**THE PROBLEM**: Skip the pictures and repeat each line of the data exactly.

— Start of DATA FOR THIS TASK —

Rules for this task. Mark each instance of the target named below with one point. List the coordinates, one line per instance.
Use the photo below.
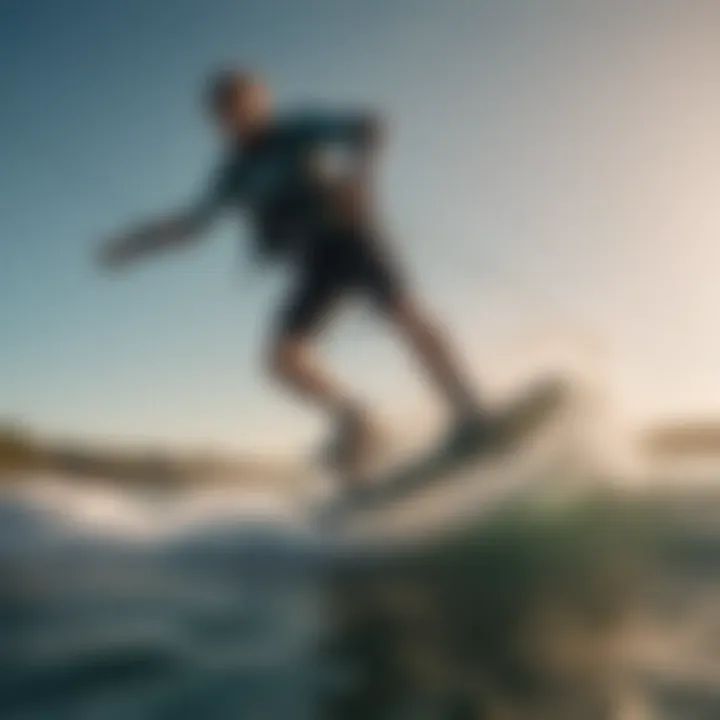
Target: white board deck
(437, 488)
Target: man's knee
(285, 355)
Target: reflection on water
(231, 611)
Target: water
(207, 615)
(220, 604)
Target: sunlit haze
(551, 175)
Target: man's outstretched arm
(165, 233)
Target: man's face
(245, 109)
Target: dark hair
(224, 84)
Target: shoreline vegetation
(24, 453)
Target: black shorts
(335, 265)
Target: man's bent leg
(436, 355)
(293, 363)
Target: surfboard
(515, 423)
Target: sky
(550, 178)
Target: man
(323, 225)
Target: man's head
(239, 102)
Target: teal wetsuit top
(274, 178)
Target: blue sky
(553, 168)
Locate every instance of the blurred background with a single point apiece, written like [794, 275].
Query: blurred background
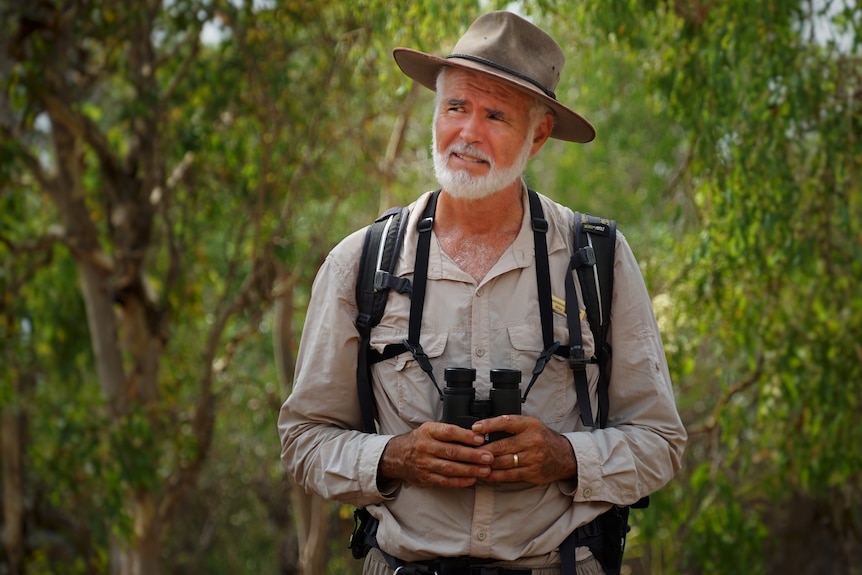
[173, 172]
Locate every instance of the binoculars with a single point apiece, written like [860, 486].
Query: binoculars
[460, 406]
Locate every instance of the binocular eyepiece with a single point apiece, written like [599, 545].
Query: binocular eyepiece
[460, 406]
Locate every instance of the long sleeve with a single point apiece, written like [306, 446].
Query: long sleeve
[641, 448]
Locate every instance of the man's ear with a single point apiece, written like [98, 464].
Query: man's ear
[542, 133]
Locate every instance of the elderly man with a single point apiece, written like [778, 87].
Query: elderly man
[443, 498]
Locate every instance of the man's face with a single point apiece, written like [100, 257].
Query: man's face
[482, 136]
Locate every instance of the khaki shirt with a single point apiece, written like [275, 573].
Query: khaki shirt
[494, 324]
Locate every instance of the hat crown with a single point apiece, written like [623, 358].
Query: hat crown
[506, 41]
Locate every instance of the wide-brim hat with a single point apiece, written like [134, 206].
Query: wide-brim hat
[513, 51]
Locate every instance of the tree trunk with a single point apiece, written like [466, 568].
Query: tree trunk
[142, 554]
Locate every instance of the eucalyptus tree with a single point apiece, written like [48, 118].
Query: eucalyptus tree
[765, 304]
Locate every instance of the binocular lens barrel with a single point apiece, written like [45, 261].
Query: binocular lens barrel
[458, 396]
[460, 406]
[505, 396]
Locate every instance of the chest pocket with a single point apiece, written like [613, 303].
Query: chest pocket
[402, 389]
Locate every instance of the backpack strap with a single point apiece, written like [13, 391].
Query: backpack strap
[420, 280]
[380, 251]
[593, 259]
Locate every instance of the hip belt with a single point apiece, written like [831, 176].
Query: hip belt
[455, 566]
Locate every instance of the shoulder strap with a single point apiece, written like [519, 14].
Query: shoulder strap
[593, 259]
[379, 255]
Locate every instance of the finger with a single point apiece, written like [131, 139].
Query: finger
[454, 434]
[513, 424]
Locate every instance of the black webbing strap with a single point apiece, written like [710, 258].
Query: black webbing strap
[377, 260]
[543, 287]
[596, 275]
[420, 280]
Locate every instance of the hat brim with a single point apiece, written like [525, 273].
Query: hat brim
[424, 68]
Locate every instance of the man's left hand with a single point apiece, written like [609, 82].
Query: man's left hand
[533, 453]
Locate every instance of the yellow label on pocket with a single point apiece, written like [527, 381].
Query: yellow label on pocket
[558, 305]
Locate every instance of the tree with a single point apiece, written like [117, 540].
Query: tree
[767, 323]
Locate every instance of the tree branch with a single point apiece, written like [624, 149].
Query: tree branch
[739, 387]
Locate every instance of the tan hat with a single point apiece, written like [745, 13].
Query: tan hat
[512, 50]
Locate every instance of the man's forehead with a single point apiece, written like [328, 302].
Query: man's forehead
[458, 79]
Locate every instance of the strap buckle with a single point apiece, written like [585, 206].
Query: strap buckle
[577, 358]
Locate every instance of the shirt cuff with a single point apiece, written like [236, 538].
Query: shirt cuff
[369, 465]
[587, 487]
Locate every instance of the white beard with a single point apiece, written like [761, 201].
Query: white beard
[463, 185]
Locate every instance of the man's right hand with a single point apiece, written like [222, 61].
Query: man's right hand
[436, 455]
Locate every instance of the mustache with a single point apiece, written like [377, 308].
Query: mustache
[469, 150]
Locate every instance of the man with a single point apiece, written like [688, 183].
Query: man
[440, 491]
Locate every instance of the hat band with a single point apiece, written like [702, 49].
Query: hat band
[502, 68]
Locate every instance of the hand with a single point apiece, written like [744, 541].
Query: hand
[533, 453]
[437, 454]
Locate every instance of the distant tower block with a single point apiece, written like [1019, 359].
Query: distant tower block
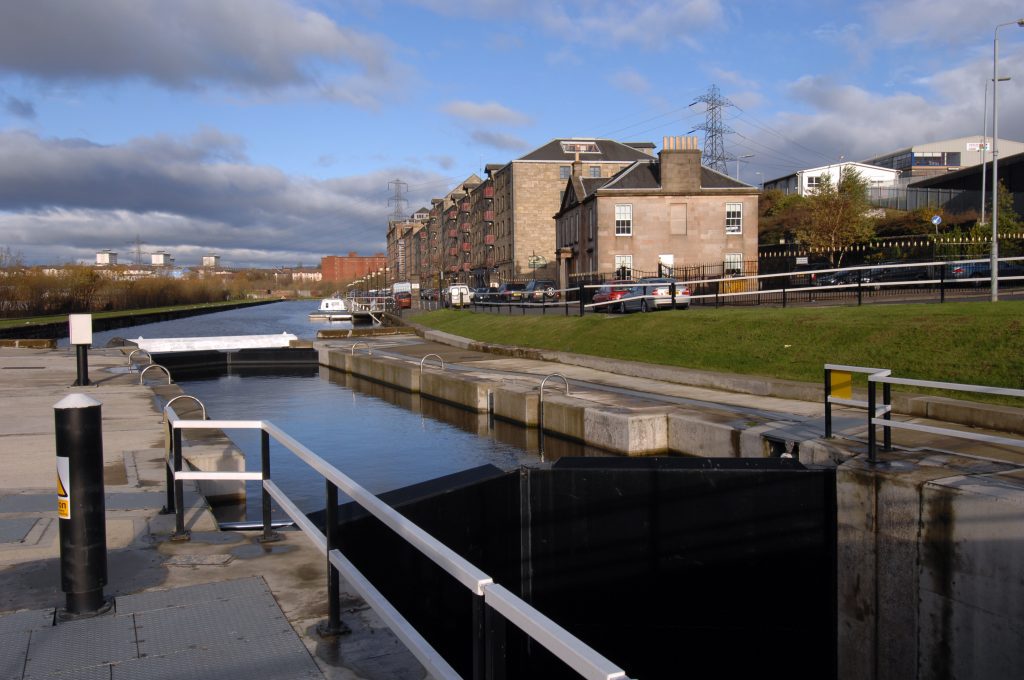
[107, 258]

— End of DATA FOR THIS TASK —

**EXPECTED ANSWER**:
Rules for this task. Mark each instance of the target named below with one point. List the coordinates, one line per instance.
Use the photo below.
Target: white board deck
(437, 488)
Target: man's knee
(285, 355)
Target: reflection on water
(231, 611)
Target: water
(207, 615)
(220, 604)
Target: sunlit haze
(551, 175)
Target: man's outstretched arm
(165, 233)
Target: man's face
(245, 109)
Target: dark hair
(224, 84)
Target: shoreline vegetation
(24, 453)
Target: black shorts
(335, 265)
Target: man's bent leg
(436, 355)
(293, 363)
Target: surfboard
(515, 423)
Target: sky
(550, 178)
Target: man
(323, 225)
Target: man's head
(239, 102)
Target: teal wetsuit top
(274, 178)
Target: blue sky
(553, 168)
Locate every instance of the blurred background with a single point apiece, written like [794, 275].
Query: blurred background
[173, 172]
Locate every instance of the binoculars with a single point apiece, written like [860, 486].
Query: binoculars
[460, 406]
Locate every instance of the binocular eyepiece with a single point apiece, written like [599, 545].
Query: binocular eyepiece
[460, 406]
Locate every instance of the long sleeve with a single point apiece, written like [306, 446].
Query: long sleeve
[641, 448]
Locate every instance of the man's ear with a single point apiece, written like [98, 464].
Query: man's ear
[542, 133]
Locate every instance of the elderly man with a single point apiece, written like [778, 87].
Query: elderly man
[443, 498]
Locate every instance of the man's face with a single point apiece, written like [100, 257].
Query: man's face
[482, 136]
Locate every instance of the khaki shirt with a single point apiece, written like [275, 573].
Query: khaki shirt
[494, 324]
Locate every instance of the hat crown with a single point apiece, written like [623, 358].
Query: hat crown
[506, 41]
Locate every instance of the wide-brim hat with a single point apiece, written like [134, 206].
Query: wide-brim hat
[513, 51]
Locate every instance of the tree trunk with a single point apiece, written like [466, 568].
Query: tree trunk
[142, 554]
Locate every instance of the eucalyptus tree with a single point apiece, written like [48, 118].
Query: eucalyptus tree
[765, 304]
Locate every instance of the binocular lens barrel with a single point apiece, written like [45, 261].
Query: binocular lens barrel
[458, 396]
[460, 406]
[505, 396]
Locate every instance of the chest pocket with a single point apiece, written like [613, 303].
Query: chest pocket
[402, 389]
Locate every instance of the backpack strap with a single point apiece, written like [13, 391].
Query: backpack strap
[420, 280]
[380, 251]
[593, 259]
Locate every instance of the hip belt with a single point apiece, written like [831, 176].
Query: hip belt
[455, 566]
Locate every instance of the shoulder strap with a single point apiece, written like [519, 14].
Query: shoulder strap
[593, 259]
[379, 255]
Locate every instance of the finger with a single point apiece, written like [131, 139].
Query: finger
[454, 434]
[513, 424]
Locate every instance of the black webbing strap with a single point apiece, written like [710, 258].
Query: black webbing strap
[377, 260]
[543, 287]
[596, 275]
[420, 280]
Locate every instance of the hat brim with a single point apiece, written like [525, 273].
Query: hat brim
[424, 68]
Locate every instance of the man's left hand with a single point apiece, written like [609, 82].
Query: man's left hand
[533, 453]
Locate every instance of the yellow label on pocket with a single point apiece, written like [527, 381].
Query: yellow label on pocket
[558, 305]
Locate every instance of the tree with a single point apiece, written like [117, 540].
Query: tree
[767, 323]
Locate every instance of the tree branch with a single point apiece, written like [624, 149].
Query: tree branch
[739, 387]
Locate every instance of the tan hat with a single point apiece, written like [745, 13].
Query: tan hat
[512, 50]
Locate every instance of the man's forehead with a single point apiece, written like [328, 302].
Query: man's forehead
[458, 79]
Locate every instance of the strap buckle with a single point apiece, written like [585, 206].
Query: strap buckle
[577, 358]
Locate every instance of the shirt cuff with a single point apiece, written like [236, 538].
Query: shirt cuff
[369, 465]
[587, 487]
Locate every instance of the white beard with a single point apiece, written like [761, 201].
Query: white beard
[463, 185]
Locate every instance of the man's right hand with a single point apiece, written like [222, 61].
Query: man's right hand
[436, 455]
Locate every instance of the mustache with a single point apiece, written like [377, 308].
Query: mustache
[469, 150]
Locate every instance of the man with a single point apiece, written like [688, 183].
Query: man
[440, 491]
Locate every instance of the hat band with a single point apiece, written like [702, 49].
Query: hat band
[502, 68]
Locate every instance of the hand with a single point apiece, written like [744, 541].
Query: hand
[533, 453]
[437, 454]
Locate every instance of the distant tower block with a single point apiece, written like [1019, 359].
Query: distant tower block
[107, 258]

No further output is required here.